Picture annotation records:

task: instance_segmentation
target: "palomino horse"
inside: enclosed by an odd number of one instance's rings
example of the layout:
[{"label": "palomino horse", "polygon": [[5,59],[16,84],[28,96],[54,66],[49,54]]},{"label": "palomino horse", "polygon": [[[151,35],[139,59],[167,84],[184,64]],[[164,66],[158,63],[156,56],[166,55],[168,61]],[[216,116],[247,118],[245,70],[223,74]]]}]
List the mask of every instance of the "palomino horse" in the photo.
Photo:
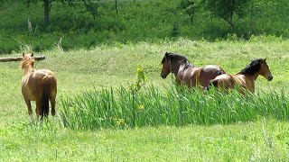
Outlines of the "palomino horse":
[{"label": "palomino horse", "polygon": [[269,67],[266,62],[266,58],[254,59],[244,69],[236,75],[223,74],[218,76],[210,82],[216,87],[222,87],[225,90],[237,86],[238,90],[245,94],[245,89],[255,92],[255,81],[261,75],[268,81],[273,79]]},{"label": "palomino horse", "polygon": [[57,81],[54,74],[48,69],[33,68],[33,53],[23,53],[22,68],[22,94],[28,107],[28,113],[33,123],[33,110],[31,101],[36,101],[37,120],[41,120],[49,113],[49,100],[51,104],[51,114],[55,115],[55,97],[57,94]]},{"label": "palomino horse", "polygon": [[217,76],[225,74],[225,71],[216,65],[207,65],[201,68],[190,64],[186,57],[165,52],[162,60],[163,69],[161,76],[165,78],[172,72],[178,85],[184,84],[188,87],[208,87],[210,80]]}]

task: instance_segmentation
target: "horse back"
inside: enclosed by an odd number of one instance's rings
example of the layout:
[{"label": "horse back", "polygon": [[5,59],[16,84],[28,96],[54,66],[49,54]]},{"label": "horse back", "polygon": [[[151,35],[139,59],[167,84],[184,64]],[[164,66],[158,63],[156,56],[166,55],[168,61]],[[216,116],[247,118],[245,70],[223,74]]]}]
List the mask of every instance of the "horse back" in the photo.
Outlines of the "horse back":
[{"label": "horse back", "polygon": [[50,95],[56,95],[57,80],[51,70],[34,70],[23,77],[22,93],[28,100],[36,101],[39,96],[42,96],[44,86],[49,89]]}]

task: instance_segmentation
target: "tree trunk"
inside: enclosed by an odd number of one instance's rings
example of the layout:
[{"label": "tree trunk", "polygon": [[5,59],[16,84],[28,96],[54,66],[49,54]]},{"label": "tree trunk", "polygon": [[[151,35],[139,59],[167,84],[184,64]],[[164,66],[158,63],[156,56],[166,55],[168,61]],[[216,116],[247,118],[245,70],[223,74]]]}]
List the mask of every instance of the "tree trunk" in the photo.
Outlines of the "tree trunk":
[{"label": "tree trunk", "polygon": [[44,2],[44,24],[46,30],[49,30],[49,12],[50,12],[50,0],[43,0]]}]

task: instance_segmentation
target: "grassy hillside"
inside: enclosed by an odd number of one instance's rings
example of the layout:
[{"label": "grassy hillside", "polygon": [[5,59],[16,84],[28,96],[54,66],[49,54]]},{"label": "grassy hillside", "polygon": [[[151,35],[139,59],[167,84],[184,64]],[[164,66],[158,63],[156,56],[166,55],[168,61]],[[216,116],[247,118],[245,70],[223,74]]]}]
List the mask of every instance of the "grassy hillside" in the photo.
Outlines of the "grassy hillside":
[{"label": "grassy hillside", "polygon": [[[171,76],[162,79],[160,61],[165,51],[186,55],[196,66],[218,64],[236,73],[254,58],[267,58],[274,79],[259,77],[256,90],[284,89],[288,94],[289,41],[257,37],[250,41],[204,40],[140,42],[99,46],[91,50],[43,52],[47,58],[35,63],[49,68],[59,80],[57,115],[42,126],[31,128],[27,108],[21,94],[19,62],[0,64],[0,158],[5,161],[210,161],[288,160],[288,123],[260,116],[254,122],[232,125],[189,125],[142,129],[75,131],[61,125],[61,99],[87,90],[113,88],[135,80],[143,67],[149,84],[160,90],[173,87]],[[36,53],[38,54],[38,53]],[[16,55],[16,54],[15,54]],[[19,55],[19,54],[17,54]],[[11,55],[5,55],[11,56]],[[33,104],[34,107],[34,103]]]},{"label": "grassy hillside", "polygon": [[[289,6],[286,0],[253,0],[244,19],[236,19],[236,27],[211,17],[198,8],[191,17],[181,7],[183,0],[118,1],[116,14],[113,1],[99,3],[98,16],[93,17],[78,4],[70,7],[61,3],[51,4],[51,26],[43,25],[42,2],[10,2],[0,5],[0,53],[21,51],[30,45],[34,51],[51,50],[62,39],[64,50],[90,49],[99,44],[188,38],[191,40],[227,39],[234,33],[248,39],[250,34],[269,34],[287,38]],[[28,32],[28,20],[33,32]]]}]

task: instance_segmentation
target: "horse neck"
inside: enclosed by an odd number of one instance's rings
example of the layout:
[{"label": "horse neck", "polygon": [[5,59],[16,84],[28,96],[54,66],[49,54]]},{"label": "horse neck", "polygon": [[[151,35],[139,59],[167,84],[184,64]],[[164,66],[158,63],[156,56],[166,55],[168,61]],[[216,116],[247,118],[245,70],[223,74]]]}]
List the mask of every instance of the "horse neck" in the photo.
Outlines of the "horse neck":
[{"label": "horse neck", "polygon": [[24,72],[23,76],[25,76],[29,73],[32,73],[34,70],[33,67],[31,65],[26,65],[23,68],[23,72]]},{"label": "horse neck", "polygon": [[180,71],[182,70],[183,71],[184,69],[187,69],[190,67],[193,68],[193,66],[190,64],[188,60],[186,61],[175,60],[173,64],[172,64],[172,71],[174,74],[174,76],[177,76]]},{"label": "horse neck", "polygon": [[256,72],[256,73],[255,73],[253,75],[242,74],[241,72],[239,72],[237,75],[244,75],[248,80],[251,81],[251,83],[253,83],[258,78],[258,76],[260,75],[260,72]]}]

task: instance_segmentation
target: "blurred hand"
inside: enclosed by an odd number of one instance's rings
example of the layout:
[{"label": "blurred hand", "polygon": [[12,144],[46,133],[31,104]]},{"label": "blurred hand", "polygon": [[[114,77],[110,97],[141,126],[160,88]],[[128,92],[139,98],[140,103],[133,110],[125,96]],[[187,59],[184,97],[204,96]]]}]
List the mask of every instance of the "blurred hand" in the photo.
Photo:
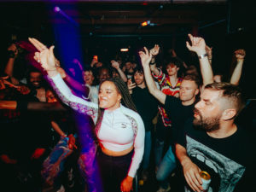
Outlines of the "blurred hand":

OBJECTIVE
List every line of the records above that contains the word "blurred", and copy each of those lines in full.

RESULT OF THE TASK
target: "blurred hand"
[{"label": "blurred hand", "polygon": [[12,144],[46,133],[31,104]]},{"label": "blurred hand", "polygon": [[[114,77],[110,97],[141,126],[160,88]],[[128,92],[139,98],[140,103],[133,110],[125,96]],[[187,59],[184,97],[204,96]]]}]
List the mask of every instance of the "blurred hand" in the photo.
Outlines of the "blurred hand":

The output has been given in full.